▸ **WHAT NEEDS TO BE DONE**
Search the listing below for the line containing "Scan for concrete column in the frame.". From there through the line containing "Scan for eyeglasses in the frame.", transcribe every line exactly, both ends included.

▸ **EXERCISE INPUT**

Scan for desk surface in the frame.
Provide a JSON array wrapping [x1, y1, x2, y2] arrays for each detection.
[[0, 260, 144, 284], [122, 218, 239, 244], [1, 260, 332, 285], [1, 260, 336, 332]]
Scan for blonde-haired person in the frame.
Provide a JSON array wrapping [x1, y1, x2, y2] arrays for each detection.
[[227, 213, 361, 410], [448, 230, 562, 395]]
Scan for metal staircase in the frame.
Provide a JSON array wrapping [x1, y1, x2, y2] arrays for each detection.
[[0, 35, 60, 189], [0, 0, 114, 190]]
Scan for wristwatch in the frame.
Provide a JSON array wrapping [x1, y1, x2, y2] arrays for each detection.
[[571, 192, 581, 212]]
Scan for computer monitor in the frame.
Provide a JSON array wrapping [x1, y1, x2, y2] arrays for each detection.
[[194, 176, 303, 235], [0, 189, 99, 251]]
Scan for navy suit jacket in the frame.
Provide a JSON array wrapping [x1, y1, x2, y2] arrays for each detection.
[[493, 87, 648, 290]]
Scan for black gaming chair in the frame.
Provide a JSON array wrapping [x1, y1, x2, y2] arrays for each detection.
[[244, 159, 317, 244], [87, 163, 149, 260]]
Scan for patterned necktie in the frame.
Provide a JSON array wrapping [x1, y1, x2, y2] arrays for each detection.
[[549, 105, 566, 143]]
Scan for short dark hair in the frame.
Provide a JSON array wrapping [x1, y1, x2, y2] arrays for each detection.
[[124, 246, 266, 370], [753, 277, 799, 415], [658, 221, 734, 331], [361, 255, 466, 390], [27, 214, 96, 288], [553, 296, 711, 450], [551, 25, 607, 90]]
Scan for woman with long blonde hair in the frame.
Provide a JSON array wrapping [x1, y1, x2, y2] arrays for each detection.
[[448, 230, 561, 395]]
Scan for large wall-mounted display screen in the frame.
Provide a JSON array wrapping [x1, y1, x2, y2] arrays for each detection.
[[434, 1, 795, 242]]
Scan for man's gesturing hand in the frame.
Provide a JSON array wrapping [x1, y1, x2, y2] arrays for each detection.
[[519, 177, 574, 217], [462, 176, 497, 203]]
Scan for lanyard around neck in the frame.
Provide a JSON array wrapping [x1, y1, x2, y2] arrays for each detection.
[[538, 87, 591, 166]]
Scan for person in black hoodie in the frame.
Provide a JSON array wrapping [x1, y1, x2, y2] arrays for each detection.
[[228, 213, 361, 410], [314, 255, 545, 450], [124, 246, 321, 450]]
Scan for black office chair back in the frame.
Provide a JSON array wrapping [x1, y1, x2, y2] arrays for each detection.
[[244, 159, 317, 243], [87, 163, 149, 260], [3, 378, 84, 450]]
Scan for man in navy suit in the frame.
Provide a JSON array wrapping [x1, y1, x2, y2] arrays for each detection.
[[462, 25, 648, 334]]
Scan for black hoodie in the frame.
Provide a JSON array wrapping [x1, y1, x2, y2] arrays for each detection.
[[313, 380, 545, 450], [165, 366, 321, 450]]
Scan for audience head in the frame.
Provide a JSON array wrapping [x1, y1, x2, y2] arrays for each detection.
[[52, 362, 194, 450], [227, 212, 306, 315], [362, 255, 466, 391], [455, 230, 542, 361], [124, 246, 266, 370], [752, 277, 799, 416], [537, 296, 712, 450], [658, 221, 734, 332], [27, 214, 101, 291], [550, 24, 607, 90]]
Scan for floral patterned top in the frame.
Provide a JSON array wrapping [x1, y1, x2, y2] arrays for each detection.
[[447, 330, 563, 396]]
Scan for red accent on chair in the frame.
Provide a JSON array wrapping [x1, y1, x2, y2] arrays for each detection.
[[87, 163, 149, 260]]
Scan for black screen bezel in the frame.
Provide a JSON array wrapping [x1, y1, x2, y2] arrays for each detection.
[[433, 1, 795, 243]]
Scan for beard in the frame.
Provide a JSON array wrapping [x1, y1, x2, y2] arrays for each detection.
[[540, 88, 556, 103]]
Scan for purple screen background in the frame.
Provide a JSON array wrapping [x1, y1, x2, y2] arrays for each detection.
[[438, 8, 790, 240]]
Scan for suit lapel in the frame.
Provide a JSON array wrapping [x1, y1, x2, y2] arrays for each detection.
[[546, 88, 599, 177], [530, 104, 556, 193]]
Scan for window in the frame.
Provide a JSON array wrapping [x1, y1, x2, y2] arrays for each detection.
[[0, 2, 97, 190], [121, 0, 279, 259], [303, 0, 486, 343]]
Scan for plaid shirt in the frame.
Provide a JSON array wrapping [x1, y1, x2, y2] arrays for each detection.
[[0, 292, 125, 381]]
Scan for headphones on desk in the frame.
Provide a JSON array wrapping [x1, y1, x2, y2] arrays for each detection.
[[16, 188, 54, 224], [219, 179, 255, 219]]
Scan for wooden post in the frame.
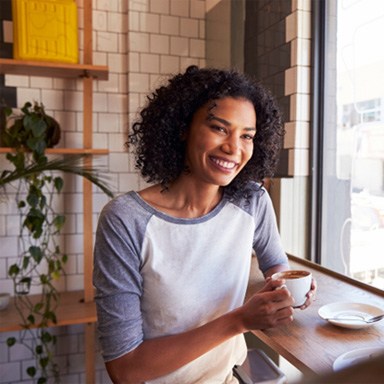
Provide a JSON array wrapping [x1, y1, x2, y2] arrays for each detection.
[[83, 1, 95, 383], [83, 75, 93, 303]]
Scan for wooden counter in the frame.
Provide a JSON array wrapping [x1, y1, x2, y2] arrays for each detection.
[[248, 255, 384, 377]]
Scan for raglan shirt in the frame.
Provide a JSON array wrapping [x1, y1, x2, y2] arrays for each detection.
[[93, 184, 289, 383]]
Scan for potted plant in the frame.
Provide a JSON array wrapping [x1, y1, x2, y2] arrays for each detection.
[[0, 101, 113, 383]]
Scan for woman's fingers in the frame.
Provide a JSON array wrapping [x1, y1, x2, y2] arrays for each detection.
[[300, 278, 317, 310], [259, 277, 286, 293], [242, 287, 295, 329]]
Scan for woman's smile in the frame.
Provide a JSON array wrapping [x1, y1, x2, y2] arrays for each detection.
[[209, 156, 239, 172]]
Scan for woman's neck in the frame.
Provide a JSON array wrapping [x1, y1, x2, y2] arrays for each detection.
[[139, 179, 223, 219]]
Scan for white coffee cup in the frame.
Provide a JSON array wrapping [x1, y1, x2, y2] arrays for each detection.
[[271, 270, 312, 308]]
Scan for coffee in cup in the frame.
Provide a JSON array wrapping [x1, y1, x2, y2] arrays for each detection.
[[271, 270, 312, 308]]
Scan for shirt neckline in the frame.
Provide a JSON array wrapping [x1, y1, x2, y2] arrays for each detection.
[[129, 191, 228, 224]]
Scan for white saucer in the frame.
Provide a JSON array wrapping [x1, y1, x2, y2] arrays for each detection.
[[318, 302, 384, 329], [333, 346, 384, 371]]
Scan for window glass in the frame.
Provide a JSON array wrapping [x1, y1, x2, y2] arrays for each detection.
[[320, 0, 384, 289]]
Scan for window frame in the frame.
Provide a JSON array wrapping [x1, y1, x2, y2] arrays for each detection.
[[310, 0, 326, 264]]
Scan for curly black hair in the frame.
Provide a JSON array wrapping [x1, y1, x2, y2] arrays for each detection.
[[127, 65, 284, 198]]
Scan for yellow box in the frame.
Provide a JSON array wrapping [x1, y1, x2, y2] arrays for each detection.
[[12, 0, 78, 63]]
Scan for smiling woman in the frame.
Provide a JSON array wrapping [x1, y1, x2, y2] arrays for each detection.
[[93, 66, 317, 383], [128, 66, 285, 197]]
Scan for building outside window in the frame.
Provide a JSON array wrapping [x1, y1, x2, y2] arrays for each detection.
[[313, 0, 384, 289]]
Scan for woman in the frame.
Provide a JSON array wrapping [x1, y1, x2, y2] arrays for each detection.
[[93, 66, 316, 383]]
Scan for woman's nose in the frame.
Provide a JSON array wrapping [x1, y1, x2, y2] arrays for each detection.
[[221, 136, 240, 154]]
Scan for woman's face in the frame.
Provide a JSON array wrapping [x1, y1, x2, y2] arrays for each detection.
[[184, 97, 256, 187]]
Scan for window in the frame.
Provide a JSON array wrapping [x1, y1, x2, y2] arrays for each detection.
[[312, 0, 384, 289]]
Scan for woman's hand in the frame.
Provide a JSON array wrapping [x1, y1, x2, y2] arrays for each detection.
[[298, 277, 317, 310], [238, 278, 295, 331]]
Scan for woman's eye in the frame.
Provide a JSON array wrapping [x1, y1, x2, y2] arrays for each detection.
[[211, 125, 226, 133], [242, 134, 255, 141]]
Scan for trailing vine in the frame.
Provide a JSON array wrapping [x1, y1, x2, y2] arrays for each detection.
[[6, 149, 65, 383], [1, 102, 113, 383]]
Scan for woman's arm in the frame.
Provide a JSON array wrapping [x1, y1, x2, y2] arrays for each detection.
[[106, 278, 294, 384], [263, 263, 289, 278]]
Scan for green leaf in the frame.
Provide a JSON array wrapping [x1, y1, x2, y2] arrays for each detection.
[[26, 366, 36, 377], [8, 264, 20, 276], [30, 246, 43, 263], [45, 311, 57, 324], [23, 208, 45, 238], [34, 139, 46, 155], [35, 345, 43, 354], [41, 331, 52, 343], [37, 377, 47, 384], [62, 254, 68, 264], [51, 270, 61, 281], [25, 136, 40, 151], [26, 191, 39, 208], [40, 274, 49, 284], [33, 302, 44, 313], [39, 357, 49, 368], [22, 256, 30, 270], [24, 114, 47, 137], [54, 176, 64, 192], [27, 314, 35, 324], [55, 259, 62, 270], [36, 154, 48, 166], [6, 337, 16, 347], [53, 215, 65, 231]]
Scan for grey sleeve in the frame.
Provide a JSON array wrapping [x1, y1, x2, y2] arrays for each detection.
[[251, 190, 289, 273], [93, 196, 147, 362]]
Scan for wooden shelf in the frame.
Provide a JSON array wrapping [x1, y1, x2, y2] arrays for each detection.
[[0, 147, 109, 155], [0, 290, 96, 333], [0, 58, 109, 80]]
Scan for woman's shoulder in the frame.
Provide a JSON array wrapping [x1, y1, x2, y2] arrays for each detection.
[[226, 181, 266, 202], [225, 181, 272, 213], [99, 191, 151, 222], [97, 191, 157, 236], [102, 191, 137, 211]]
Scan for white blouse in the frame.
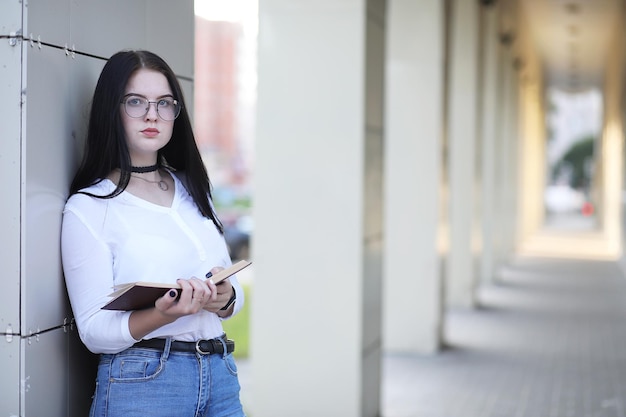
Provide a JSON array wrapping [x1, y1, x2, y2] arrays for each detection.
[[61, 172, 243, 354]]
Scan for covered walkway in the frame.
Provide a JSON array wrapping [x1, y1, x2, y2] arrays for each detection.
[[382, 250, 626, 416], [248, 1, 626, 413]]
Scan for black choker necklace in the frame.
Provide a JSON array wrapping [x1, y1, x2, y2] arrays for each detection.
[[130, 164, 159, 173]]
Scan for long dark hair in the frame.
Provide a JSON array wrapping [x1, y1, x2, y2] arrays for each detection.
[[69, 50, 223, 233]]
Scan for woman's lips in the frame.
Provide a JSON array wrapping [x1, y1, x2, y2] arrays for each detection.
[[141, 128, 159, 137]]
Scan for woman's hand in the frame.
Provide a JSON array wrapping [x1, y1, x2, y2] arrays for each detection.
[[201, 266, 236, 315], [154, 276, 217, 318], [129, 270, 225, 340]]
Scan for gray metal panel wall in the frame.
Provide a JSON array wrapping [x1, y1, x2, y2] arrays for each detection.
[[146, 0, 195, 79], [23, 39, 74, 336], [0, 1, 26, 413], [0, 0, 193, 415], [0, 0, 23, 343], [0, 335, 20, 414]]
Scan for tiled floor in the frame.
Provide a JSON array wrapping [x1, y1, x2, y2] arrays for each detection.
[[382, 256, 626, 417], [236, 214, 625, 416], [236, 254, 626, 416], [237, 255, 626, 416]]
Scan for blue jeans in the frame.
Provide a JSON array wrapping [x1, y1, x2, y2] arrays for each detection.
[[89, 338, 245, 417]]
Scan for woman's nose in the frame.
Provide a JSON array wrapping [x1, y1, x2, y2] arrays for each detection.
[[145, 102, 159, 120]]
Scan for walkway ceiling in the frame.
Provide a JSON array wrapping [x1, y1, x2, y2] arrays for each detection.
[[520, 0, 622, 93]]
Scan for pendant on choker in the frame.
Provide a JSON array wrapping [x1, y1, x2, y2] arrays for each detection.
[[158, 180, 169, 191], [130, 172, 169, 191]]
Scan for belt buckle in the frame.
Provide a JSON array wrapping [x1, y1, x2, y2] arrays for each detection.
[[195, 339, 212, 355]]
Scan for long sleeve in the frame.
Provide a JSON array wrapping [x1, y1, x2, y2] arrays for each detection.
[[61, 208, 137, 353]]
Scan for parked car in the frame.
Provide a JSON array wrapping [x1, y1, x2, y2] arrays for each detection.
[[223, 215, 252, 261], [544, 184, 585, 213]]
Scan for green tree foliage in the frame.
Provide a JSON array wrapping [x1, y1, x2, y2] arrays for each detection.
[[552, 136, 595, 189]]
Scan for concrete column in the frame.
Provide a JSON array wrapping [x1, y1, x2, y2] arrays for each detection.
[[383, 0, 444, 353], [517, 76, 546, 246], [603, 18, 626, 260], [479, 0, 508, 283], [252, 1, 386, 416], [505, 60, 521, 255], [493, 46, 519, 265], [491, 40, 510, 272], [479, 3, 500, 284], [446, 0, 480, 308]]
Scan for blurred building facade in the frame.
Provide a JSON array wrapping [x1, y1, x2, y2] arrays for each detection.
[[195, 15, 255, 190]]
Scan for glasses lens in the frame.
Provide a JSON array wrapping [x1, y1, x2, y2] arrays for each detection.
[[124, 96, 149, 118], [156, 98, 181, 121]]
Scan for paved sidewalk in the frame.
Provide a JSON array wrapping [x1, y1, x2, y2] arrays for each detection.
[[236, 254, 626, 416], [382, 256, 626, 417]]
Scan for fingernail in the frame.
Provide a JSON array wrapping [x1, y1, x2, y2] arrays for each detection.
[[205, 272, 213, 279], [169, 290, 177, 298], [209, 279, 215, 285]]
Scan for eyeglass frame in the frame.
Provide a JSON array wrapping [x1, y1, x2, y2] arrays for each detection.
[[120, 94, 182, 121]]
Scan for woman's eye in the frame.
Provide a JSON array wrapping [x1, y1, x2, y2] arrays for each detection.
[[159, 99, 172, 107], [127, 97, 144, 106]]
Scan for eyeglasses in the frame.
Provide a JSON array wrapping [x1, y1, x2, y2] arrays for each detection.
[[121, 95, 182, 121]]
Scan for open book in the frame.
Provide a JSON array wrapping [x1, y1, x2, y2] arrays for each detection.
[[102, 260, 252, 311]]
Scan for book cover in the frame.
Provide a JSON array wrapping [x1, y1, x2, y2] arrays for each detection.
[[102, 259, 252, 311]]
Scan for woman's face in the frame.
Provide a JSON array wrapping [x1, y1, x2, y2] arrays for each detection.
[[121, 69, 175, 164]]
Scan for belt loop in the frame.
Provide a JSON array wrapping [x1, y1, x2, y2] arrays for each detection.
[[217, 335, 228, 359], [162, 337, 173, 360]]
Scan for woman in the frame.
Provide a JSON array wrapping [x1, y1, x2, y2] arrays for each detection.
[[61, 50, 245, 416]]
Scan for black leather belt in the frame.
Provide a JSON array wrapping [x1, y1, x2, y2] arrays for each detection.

▸ **RESULT OF THE TASK**
Scan for concrete column in the frame.
Provide a JSON array wrapping [x1, y1, x2, y2] arrays for each detection.
[[383, 0, 444, 353], [517, 76, 546, 246], [603, 18, 626, 260], [479, 0, 508, 283], [252, 1, 386, 416], [505, 60, 521, 255], [493, 46, 519, 265], [491, 40, 510, 272], [479, 3, 500, 284], [446, 0, 480, 308]]
Scan for blurred building facade in the frame.
Provide a JSON array wrapping [x1, y1, x2, y2] arrays for each detection.
[[195, 15, 255, 190]]
Scan for glasses lens in the frame.
Provide a JSON array wrapping [x1, y1, x2, y2] arrays for each detection.
[[124, 96, 149, 118], [156, 98, 181, 121]]
Scan for paved sidewalk in the frame.
Provide a JSON array wrapping [x1, y1, x2, y2] arrays for each detection.
[[236, 254, 626, 416], [382, 256, 626, 417]]
Scan for fingernail in the frame.
Provide a JSON array wrapping [x1, y1, x2, y2] arrays for each detection.
[[205, 272, 213, 279], [169, 290, 177, 298], [209, 279, 215, 285]]
Scan for eyeglass frame in the frame.
Provide a JSON array wrapping [x1, y1, x2, y2] arrays for each detection.
[[120, 94, 182, 121]]
Scan for woman's eye in the frame.
Provide a JSON array wrapping [x1, y1, x2, y2] arrays for each detection.
[[159, 99, 172, 107], [127, 97, 144, 106]]
Scan for eyeglasses in the frame.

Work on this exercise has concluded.